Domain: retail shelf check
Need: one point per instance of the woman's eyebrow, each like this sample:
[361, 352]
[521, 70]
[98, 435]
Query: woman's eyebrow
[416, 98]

==*==

§ Written task:
Reproduce the listing above line for line, changing nothing.

§ Task response:
Domain: retail shelf check
Need: one point per instance of the woman's eyebrow, each like this sample:
[361, 352]
[521, 70]
[98, 435]
Query: woman's eyebrow
[416, 98]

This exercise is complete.